*** Given data

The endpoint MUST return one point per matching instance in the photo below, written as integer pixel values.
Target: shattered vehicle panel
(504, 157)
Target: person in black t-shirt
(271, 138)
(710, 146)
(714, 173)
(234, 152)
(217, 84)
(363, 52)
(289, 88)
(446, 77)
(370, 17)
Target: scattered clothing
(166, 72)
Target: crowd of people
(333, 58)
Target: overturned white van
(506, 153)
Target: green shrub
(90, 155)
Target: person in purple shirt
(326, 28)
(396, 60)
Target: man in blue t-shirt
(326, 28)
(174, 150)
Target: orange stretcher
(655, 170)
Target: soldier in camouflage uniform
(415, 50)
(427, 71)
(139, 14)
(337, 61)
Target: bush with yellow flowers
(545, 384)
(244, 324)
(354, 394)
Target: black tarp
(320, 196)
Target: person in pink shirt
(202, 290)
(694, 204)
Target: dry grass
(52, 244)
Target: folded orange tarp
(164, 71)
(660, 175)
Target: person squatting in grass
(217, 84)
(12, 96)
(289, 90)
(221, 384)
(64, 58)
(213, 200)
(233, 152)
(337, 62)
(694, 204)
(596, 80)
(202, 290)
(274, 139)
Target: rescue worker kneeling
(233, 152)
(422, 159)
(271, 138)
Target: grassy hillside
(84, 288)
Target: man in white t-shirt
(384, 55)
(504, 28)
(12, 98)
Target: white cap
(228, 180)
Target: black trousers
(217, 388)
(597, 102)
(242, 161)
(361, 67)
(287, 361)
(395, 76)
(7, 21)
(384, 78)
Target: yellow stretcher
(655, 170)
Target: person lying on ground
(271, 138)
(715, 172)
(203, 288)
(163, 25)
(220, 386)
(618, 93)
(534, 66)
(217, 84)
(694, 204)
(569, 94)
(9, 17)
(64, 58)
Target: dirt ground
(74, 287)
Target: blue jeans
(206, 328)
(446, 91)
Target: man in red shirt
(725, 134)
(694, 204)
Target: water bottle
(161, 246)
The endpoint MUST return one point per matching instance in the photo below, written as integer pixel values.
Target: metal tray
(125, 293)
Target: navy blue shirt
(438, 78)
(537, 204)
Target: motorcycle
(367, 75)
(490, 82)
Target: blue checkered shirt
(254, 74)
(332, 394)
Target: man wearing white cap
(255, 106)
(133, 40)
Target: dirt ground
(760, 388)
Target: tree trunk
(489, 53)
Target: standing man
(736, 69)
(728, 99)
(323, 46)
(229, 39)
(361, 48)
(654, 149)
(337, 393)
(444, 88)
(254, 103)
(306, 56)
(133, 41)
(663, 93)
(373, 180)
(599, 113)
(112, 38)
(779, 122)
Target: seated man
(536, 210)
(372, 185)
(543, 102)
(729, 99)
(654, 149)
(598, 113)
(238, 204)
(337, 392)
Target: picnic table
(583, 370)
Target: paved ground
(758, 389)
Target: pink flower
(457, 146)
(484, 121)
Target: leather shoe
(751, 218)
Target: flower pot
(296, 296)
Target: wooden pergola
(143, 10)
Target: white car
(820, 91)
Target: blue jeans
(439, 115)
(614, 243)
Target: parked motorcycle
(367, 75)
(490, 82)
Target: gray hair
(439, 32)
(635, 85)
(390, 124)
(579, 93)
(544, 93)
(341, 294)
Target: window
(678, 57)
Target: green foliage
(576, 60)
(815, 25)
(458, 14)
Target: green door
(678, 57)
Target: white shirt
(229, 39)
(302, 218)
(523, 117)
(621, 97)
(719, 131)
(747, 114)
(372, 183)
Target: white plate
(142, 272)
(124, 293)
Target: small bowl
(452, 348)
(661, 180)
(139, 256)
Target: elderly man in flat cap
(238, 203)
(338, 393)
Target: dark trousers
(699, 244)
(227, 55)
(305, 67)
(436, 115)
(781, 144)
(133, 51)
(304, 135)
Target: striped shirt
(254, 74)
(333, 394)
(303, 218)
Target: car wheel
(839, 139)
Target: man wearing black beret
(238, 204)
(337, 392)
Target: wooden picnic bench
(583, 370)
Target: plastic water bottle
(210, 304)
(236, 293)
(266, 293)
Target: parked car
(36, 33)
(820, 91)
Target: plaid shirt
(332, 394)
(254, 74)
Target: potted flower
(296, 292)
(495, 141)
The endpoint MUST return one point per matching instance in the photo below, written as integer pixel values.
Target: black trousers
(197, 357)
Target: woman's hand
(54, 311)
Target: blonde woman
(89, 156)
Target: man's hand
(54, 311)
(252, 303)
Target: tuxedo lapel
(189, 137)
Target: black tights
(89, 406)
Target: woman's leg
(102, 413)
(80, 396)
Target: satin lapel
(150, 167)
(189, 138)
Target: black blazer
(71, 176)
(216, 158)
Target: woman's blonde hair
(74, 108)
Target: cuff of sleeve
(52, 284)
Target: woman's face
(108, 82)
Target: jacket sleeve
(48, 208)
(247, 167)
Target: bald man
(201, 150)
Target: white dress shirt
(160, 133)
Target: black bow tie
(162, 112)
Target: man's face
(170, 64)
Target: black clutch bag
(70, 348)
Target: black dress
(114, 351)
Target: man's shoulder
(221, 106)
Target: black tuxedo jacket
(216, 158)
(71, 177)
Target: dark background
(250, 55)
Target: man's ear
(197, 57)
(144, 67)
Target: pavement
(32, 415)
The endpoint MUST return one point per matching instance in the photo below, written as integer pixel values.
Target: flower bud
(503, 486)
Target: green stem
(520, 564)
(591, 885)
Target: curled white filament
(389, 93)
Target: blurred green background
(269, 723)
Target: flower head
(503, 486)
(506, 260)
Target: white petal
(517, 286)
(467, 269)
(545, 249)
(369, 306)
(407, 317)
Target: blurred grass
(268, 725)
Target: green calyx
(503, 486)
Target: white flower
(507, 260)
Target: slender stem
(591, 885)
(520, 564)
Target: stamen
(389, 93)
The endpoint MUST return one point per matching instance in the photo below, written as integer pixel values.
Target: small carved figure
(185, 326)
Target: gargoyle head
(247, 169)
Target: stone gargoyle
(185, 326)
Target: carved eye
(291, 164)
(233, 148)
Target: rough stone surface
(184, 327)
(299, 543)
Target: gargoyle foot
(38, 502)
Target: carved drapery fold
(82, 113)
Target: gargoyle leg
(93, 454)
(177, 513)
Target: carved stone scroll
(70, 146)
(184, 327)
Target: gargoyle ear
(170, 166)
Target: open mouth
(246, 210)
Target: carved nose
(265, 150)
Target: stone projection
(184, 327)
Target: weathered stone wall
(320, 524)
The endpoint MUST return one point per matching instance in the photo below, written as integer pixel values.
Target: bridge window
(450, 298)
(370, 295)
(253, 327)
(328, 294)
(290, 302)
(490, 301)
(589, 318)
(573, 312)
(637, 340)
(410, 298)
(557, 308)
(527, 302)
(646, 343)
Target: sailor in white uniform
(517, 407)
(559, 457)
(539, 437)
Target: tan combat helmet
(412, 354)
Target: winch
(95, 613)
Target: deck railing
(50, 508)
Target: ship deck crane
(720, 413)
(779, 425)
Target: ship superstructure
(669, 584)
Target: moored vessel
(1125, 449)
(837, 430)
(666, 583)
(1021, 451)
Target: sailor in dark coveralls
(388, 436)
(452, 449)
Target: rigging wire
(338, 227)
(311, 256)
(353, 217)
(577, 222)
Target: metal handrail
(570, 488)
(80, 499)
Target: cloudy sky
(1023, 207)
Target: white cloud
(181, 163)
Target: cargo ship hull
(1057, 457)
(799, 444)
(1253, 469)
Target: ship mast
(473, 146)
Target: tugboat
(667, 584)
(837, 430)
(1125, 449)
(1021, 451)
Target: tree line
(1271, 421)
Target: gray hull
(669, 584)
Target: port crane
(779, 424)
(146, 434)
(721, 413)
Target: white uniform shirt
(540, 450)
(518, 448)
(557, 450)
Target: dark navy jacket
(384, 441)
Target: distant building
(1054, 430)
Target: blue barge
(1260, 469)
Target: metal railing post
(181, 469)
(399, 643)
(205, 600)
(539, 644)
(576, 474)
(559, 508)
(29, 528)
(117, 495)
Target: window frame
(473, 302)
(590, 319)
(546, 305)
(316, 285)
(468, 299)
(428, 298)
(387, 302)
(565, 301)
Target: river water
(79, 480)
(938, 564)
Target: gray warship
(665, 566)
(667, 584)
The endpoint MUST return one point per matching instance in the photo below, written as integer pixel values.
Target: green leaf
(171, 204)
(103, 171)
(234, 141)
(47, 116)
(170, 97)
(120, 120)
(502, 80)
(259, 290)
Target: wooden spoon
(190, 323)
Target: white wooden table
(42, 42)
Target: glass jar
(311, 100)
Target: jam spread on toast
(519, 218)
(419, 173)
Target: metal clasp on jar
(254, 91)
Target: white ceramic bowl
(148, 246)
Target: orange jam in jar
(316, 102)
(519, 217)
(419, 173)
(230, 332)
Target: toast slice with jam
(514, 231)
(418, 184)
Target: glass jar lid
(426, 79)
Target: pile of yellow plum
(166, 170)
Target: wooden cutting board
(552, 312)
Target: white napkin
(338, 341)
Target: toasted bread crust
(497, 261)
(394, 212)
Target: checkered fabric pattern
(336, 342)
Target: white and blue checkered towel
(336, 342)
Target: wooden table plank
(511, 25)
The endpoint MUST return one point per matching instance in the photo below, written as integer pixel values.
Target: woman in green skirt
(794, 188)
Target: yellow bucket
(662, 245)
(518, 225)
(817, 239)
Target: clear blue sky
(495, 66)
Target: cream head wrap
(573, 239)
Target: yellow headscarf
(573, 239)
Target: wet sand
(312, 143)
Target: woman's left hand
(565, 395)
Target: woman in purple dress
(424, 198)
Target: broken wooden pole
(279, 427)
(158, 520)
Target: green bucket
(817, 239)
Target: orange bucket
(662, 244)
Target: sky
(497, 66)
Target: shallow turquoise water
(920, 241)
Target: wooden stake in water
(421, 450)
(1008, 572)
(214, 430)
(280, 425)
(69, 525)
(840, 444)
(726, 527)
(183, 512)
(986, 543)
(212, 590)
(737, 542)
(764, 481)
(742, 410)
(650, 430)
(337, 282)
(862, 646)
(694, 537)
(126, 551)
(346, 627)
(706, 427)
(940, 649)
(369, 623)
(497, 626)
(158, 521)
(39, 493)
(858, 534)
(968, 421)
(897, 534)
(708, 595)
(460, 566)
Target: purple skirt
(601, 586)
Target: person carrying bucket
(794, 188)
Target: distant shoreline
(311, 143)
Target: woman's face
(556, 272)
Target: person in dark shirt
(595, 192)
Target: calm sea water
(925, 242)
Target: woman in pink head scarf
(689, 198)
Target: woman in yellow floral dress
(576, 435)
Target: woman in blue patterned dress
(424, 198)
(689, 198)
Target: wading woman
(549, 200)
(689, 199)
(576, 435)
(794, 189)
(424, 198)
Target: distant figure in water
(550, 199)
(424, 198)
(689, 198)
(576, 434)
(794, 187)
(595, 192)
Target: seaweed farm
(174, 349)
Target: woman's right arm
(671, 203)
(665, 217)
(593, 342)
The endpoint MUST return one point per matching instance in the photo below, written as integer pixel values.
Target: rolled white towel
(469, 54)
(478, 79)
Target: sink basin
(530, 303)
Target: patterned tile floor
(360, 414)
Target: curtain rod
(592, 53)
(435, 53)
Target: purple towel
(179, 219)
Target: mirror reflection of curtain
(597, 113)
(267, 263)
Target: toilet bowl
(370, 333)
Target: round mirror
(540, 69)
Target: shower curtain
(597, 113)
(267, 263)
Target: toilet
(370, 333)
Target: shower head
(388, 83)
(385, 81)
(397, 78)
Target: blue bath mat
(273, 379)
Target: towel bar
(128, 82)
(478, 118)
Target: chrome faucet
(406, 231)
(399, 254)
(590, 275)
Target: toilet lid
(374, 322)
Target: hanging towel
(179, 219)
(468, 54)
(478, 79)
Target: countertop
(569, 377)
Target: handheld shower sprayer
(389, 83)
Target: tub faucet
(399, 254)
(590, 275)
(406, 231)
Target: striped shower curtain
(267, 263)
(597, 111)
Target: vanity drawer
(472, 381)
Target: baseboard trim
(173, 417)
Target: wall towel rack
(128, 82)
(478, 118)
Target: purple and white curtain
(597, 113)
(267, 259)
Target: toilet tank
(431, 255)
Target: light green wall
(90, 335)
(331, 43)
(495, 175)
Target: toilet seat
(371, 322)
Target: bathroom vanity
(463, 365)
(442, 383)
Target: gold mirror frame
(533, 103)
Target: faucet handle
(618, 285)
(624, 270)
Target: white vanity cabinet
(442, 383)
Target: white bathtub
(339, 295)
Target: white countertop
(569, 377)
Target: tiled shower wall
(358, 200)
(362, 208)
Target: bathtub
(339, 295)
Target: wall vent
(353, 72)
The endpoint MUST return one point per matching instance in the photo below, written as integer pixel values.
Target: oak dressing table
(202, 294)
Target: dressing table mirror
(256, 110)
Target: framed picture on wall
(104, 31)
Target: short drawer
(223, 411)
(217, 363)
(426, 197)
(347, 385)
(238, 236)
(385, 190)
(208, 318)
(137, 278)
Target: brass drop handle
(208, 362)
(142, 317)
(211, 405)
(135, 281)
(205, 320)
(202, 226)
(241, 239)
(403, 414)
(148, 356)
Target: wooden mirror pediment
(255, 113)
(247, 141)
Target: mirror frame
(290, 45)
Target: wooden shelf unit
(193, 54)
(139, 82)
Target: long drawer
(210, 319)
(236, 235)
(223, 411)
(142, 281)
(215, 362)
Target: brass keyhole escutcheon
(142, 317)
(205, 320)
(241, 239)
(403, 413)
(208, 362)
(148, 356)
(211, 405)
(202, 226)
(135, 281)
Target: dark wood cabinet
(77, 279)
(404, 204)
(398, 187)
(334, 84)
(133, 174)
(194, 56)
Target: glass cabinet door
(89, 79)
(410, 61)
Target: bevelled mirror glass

******

→ **Request**
Print from the line containing "Target: brass drop handle" to the last line above, exactly as written.

→ **Solution to this problem**
Target: brass drop handle
(208, 362)
(142, 317)
(211, 405)
(135, 281)
(205, 320)
(202, 226)
(241, 239)
(403, 414)
(148, 356)
Target: wooden mirror pediment
(255, 113)
(247, 141)
Target: mirror frame
(290, 45)
Target: wooden shelf unit
(193, 54)
(139, 82)
Target: long drawer
(210, 319)
(236, 235)
(223, 411)
(142, 281)
(215, 362)
Target: brass keyhole escutcheon
(142, 317)
(205, 320)
(241, 239)
(403, 413)
(208, 362)
(148, 356)
(211, 405)
(202, 226)
(135, 281)
Target: dark wood cabinet
(77, 279)
(404, 204)
(398, 187)
(334, 84)
(133, 174)
(194, 56)
Target: glass cabinet door
(89, 79)
(410, 61)
Target: bevelled mirror glass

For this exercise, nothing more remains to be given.